Find every line in the data below that contains the word "dirt", and copy each of those lines.

Point placement data
:::
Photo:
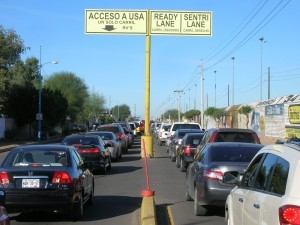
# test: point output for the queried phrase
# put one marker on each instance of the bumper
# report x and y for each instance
(214, 193)
(29, 200)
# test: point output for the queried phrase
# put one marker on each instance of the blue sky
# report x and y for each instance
(114, 65)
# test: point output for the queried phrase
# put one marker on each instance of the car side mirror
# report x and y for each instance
(107, 145)
(231, 177)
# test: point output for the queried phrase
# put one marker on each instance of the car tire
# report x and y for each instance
(109, 164)
(177, 162)
(103, 170)
(198, 209)
(227, 220)
(90, 201)
(77, 210)
(159, 142)
(187, 194)
(182, 167)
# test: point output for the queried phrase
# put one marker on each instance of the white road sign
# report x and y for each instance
(98, 21)
(181, 23)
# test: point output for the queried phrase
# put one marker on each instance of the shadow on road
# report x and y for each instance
(104, 207)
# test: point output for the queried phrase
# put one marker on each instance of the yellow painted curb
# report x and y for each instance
(148, 212)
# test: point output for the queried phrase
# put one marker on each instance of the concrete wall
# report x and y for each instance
(269, 118)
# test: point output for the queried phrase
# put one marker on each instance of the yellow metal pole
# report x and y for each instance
(148, 139)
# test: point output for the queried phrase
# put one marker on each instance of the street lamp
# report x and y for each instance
(232, 80)
(39, 116)
(215, 89)
(262, 41)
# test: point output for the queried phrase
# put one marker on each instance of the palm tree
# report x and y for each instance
(246, 110)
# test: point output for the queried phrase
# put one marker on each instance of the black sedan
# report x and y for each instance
(46, 177)
(205, 175)
(92, 149)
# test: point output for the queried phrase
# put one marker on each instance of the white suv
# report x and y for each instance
(268, 192)
(183, 125)
(163, 133)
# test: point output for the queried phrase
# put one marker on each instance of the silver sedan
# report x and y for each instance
(110, 137)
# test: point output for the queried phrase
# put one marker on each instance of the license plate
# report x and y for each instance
(30, 183)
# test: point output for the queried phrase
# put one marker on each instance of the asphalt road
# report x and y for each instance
(118, 195)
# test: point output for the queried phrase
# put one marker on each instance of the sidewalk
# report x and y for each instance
(8, 145)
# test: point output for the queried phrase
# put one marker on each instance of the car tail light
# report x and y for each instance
(93, 150)
(4, 178)
(213, 175)
(289, 214)
(187, 150)
(213, 136)
(111, 143)
(257, 140)
(61, 178)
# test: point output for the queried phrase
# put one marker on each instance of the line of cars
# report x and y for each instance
(60, 177)
(230, 168)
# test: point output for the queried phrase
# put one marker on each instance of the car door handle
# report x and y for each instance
(256, 205)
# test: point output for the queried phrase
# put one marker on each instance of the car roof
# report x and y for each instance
(191, 130)
(241, 130)
(234, 144)
(43, 146)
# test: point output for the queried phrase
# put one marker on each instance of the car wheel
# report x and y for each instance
(103, 170)
(227, 220)
(187, 194)
(109, 163)
(177, 162)
(182, 167)
(159, 142)
(77, 210)
(90, 201)
(173, 158)
(198, 209)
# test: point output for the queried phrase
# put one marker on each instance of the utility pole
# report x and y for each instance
(215, 89)
(202, 96)
(178, 92)
(269, 83)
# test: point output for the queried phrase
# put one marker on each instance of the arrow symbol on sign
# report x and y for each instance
(109, 27)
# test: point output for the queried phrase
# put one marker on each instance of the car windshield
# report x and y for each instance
(113, 129)
(194, 140)
(81, 141)
(232, 153)
(185, 126)
(235, 137)
(39, 158)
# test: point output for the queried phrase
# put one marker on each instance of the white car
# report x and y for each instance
(269, 191)
(163, 133)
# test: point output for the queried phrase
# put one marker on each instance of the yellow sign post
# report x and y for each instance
(147, 22)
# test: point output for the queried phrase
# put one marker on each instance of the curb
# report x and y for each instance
(148, 212)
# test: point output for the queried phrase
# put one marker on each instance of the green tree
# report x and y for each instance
(94, 107)
(25, 74)
(171, 114)
(22, 104)
(246, 110)
(72, 88)
(121, 112)
(216, 113)
(192, 114)
(11, 48)
(54, 109)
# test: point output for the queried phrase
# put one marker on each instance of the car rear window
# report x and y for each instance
(185, 126)
(235, 137)
(111, 129)
(233, 153)
(43, 158)
(194, 140)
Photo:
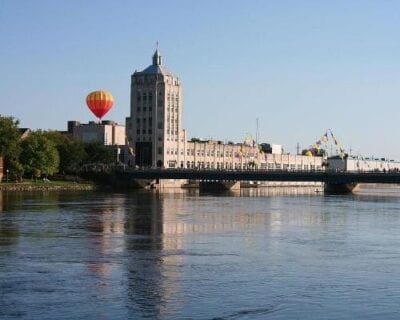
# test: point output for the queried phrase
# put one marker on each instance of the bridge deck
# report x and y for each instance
(262, 175)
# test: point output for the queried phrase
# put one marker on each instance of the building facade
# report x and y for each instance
(154, 129)
(108, 133)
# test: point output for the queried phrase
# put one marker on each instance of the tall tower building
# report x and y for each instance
(154, 128)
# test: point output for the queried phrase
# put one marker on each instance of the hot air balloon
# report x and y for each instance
(99, 102)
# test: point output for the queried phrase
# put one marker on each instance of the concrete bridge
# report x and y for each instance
(336, 182)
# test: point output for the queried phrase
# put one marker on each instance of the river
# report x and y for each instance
(255, 254)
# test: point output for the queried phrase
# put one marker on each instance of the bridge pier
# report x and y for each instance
(340, 188)
(219, 185)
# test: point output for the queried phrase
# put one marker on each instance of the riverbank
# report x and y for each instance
(47, 186)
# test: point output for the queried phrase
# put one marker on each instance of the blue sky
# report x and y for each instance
(299, 66)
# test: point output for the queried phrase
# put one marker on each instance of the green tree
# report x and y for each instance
(99, 153)
(10, 146)
(39, 155)
(70, 150)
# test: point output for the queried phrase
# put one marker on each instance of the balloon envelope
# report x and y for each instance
(99, 102)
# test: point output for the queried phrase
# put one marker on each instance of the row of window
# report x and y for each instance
(209, 153)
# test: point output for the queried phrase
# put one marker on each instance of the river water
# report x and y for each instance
(257, 254)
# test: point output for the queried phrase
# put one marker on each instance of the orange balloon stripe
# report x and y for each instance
(99, 102)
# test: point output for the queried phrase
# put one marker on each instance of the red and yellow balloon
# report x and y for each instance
(99, 102)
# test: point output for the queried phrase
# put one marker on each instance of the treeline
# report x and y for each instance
(45, 153)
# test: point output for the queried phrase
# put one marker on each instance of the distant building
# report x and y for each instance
(1, 169)
(154, 130)
(108, 133)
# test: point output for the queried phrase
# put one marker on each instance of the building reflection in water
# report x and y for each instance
(154, 260)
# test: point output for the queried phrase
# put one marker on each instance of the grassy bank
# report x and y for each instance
(46, 186)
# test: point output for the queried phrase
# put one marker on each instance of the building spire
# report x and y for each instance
(157, 56)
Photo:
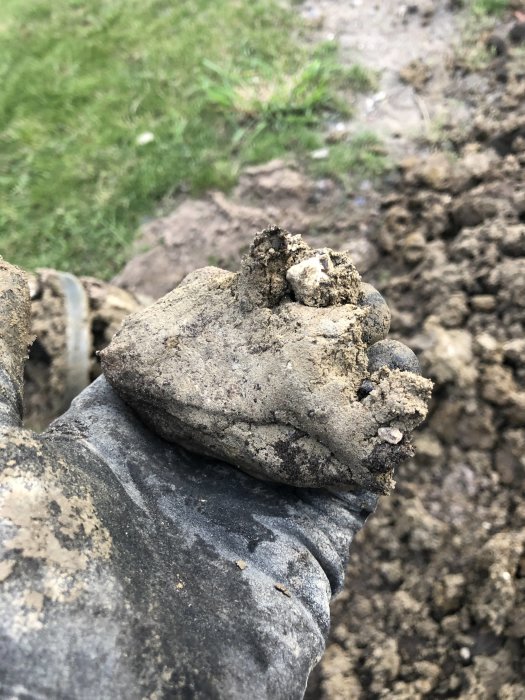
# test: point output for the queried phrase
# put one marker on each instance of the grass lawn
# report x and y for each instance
(109, 106)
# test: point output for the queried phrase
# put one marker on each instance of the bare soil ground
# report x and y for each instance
(434, 605)
(435, 598)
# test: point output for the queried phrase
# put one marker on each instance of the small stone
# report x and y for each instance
(391, 435)
(145, 138)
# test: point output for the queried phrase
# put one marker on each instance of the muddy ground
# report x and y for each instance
(434, 605)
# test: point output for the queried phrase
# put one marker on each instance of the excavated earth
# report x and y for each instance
(434, 605)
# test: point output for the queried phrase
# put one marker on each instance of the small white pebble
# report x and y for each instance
(320, 154)
(391, 435)
(145, 138)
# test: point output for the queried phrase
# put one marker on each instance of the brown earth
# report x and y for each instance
(434, 605)
(435, 598)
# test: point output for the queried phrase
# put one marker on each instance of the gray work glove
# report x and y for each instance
(130, 568)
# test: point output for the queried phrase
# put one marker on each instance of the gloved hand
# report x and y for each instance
(130, 568)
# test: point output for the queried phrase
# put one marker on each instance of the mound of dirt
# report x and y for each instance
(281, 369)
(435, 598)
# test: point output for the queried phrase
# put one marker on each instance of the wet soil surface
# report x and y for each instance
(434, 605)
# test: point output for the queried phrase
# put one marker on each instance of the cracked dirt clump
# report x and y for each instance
(268, 369)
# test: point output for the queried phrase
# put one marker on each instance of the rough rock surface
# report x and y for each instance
(434, 605)
(265, 369)
(47, 390)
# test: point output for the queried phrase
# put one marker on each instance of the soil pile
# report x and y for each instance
(71, 320)
(435, 598)
(281, 369)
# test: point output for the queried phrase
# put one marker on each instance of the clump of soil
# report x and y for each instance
(59, 366)
(281, 369)
(435, 598)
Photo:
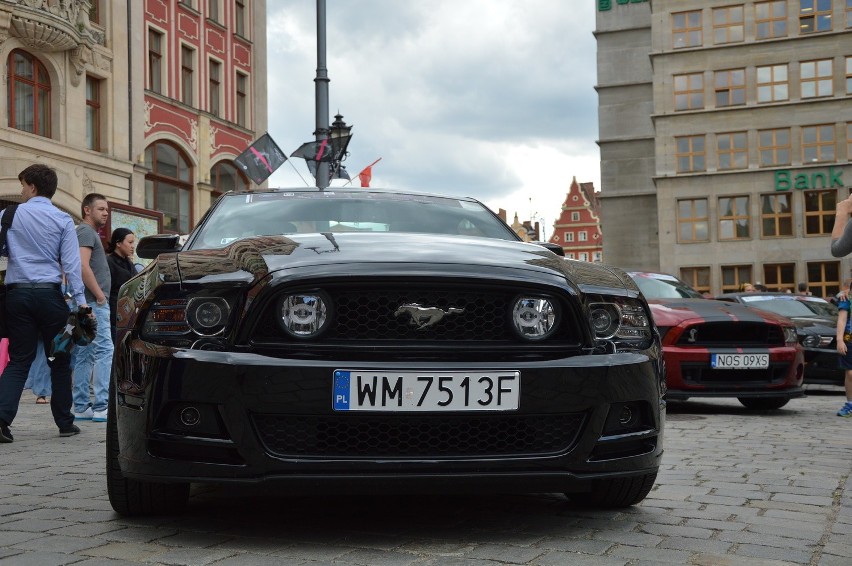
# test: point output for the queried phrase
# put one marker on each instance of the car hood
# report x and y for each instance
(249, 260)
(671, 312)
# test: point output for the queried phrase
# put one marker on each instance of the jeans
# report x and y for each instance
(35, 317)
(39, 377)
(93, 362)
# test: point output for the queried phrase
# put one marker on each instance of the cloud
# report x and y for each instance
(487, 98)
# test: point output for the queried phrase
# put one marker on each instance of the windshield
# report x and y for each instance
(790, 307)
(661, 286)
(279, 213)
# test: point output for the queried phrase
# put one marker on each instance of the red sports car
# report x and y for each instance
(721, 349)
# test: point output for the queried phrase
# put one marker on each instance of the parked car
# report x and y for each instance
(359, 339)
(722, 349)
(816, 323)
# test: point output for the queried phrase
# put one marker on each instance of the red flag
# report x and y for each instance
(366, 175)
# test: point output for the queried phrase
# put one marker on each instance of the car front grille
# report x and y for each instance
(417, 436)
(367, 313)
(702, 374)
(732, 335)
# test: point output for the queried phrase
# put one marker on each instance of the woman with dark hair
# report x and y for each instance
(122, 243)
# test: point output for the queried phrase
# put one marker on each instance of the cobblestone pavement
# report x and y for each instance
(736, 488)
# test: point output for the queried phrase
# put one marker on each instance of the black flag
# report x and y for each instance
(261, 159)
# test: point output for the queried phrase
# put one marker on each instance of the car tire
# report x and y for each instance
(615, 493)
(130, 497)
(762, 403)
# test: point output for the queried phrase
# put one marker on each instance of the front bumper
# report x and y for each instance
(262, 418)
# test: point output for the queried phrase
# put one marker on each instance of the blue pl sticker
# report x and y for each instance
(341, 390)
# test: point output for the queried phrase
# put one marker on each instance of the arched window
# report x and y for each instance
(29, 94)
(224, 176)
(168, 187)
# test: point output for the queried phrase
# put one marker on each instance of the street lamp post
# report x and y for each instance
(321, 89)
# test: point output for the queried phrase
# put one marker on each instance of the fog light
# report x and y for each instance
(190, 416)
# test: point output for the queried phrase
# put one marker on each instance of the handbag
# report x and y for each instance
(8, 216)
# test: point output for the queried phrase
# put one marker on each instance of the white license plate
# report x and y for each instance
(367, 390)
(739, 361)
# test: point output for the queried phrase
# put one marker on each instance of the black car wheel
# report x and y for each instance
(762, 403)
(616, 492)
(132, 497)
:::
Expected answer:
# put one marker on each instance of the mound of dirt
# put one marker on each instance of the cracked dirt clump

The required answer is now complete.